--- Start DATA RECORDS ---
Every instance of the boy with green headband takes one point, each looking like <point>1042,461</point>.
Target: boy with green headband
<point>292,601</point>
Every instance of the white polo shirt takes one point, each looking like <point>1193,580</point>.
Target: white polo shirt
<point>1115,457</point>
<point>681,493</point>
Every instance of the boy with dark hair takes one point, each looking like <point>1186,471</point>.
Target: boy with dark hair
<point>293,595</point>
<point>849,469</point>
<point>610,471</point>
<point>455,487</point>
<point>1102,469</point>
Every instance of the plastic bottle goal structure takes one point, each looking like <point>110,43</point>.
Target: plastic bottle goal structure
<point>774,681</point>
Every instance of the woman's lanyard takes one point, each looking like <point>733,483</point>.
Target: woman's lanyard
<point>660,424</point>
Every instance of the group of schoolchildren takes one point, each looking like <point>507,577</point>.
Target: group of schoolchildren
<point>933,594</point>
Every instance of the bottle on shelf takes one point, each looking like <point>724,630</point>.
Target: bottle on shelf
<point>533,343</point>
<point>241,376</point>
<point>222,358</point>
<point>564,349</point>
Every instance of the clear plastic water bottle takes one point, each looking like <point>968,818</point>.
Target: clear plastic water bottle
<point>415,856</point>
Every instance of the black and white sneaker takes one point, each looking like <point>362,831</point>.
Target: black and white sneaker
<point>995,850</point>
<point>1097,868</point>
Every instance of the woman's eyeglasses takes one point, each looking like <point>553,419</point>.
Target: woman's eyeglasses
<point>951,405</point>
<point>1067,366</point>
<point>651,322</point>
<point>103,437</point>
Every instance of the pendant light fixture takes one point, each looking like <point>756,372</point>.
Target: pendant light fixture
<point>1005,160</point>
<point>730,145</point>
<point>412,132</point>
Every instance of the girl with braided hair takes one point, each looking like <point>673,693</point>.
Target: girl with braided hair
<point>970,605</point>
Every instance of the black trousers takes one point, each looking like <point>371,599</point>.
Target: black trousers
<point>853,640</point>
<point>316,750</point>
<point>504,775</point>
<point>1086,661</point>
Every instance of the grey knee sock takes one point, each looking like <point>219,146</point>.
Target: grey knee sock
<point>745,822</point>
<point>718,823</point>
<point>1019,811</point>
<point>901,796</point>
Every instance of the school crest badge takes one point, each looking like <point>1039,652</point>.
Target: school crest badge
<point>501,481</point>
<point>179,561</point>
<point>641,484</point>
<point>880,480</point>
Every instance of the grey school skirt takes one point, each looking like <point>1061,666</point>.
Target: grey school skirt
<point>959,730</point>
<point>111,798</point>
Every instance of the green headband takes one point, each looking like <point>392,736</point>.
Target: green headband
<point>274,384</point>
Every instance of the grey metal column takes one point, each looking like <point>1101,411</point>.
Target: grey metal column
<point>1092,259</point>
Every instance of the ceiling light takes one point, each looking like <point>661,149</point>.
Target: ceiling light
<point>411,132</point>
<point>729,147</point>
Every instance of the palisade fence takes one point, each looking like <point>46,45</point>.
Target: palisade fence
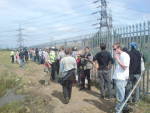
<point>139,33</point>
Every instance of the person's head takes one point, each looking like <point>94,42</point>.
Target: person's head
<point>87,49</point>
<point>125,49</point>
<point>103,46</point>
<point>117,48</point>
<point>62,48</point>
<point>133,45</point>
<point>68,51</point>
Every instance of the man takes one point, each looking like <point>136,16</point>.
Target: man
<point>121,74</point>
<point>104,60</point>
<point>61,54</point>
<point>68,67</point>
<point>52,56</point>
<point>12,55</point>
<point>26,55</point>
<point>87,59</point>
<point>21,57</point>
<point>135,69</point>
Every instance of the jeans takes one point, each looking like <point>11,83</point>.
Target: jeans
--- End DATA RECORDS ---
EXERCISE PROMPT
Format all of the lines above as a numbered list, leaving out blank lines and any pictures.

WRITTEN ANSWER
1. Every instance of the boy with green headband takes one point, each looking like <point>1042,461</point>.
2. Target: boy with green headband
3. <point>292,601</point>
4. Every instance of the white polo shirt takes one point, each looking like <point>1193,580</point>.
5. Target: white polo shirt
6. <point>1115,457</point>
7. <point>681,493</point>
8. Every instance of the boy with dark hair takes one point, each looking like <point>1186,471</point>.
9. Target: boy with dark hair
10. <point>293,595</point>
11. <point>849,469</point>
12. <point>610,471</point>
13. <point>455,487</point>
14. <point>1102,469</point>
15. Every instance of the plastic bottle goal structure takes one point, each looking like <point>110,43</point>.
16. Target: plastic bottle goal structure
17. <point>774,681</point>
18. Every instance of the woman's lanyard takes one point, each looking like <point>733,483</point>.
19. Target: woman's lanyard
20. <point>660,424</point>
21. Every instance of the group of schoolchildren takes one point, each looking like <point>507,577</point>.
22. Target: group of schoolchildren
23. <point>933,594</point>
24. Every instance of the bottle on shelf takes one point, each looking like <point>724,630</point>.
25. Target: bottle on shelf
26. <point>533,343</point>
27. <point>241,376</point>
28. <point>222,358</point>
29. <point>564,349</point>
30. Every instance of the clear plastic water bottle takes one point, each looking like <point>968,818</point>.
31. Target: clear plastic water bottle
32. <point>415,856</point>
33. Every instance of the black and white sneaker takes one point, each looking like <point>362,831</point>.
34. Target: black and white sneaker
35. <point>995,850</point>
36. <point>1097,868</point>
37. Every instance of the woman's eyeglasses takes one point, each looking like <point>553,419</point>.
38. Target: woman's eyeglasses
39. <point>951,405</point>
40. <point>1067,366</point>
41. <point>651,322</point>
42. <point>103,437</point>
43. Every instance of the pendant light fixture takes one point, each looking like <point>756,372</point>.
44. Target: pendant light fixture
45. <point>1005,160</point>
46. <point>730,145</point>
47. <point>412,132</point>
48. Every instance of the girl with braided hair takes one point, each looking like <point>673,693</point>.
49. Target: girl with braided hair
50. <point>970,605</point>
51. Every instance of the black trousers takes one point, each looking like <point>371,599</point>.
52. Target: black trousers
53. <point>853,640</point>
54. <point>316,750</point>
55. <point>504,775</point>
56. <point>1086,661</point>
57. Every instance of the grey knee sock takes one point, each looking like <point>219,146</point>.
58. Target: grey knee sock
59. <point>745,822</point>
60. <point>718,823</point>
61. <point>1019,811</point>
62. <point>901,796</point>
63. Every instance of the school crest badge takes one point, each looking like <point>1039,652</point>.
64. Target: school crest badge
65. <point>501,481</point>
66. <point>179,561</point>
67. <point>641,484</point>
68. <point>880,480</point>
69. Every instance of the grey school skirt takes one point, each looking like <point>1061,666</point>.
70. Target: grey school skirt
71. <point>959,730</point>
72. <point>111,798</point>
73. Every instance of the green headband takes one point, each looking like <point>392,736</point>.
74. Target: green headband
75. <point>274,384</point>
76. Every instance of the grey metal column takes one point, each looking like <point>1101,411</point>.
77. Target: grey metal column
78. <point>1092,259</point>
79. Every instance of the ceiling light takes one point, each looking like <point>661,149</point>.
80. Target: ceiling light
81. <point>411,132</point>
82. <point>729,147</point>
83. Every instance of the palisade fence takes one point, each looking like <point>46,45</point>.
84. Target: palisade fence
85. <point>139,33</point>
86. Every instance of the person's head takes one point, each looking like <point>94,42</point>.
87. Target: person's head
88. <point>87,49</point>
89. <point>125,49</point>
90. <point>103,46</point>
91. <point>117,48</point>
92. <point>62,48</point>
93. <point>133,45</point>
94. <point>68,51</point>
95. Every instance of the man takes one point, each looking like <point>136,16</point>.
96. Target: man
97. <point>121,74</point>
98. <point>104,60</point>
99. <point>61,54</point>
100. <point>68,67</point>
101. <point>52,56</point>
102. <point>12,55</point>
103. <point>26,55</point>
104. <point>87,59</point>
105. <point>21,57</point>
106. <point>135,69</point>
107. Every instance of the jeans takes one point, each looking like <point>11,83</point>.
108. Target: jeans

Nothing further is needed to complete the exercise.